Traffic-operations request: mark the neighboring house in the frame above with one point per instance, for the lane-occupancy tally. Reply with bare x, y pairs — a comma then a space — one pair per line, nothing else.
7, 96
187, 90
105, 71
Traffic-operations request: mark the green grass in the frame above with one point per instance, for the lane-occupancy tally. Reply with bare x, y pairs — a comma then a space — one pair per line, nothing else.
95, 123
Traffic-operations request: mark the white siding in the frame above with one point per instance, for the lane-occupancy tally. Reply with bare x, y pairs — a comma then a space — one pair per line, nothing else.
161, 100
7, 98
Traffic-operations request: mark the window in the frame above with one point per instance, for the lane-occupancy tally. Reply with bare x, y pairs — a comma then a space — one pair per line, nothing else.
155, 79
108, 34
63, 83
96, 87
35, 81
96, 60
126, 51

::::::

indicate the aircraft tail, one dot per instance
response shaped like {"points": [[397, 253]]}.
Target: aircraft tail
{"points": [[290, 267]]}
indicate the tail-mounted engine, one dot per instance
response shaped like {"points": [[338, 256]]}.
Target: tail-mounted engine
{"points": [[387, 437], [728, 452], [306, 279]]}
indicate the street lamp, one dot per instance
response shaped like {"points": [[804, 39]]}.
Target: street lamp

::::::

=== Aim of the exercise ===
What is the number of lines above that hold the word "like"? Answer with that number alone.

=== Response ===
3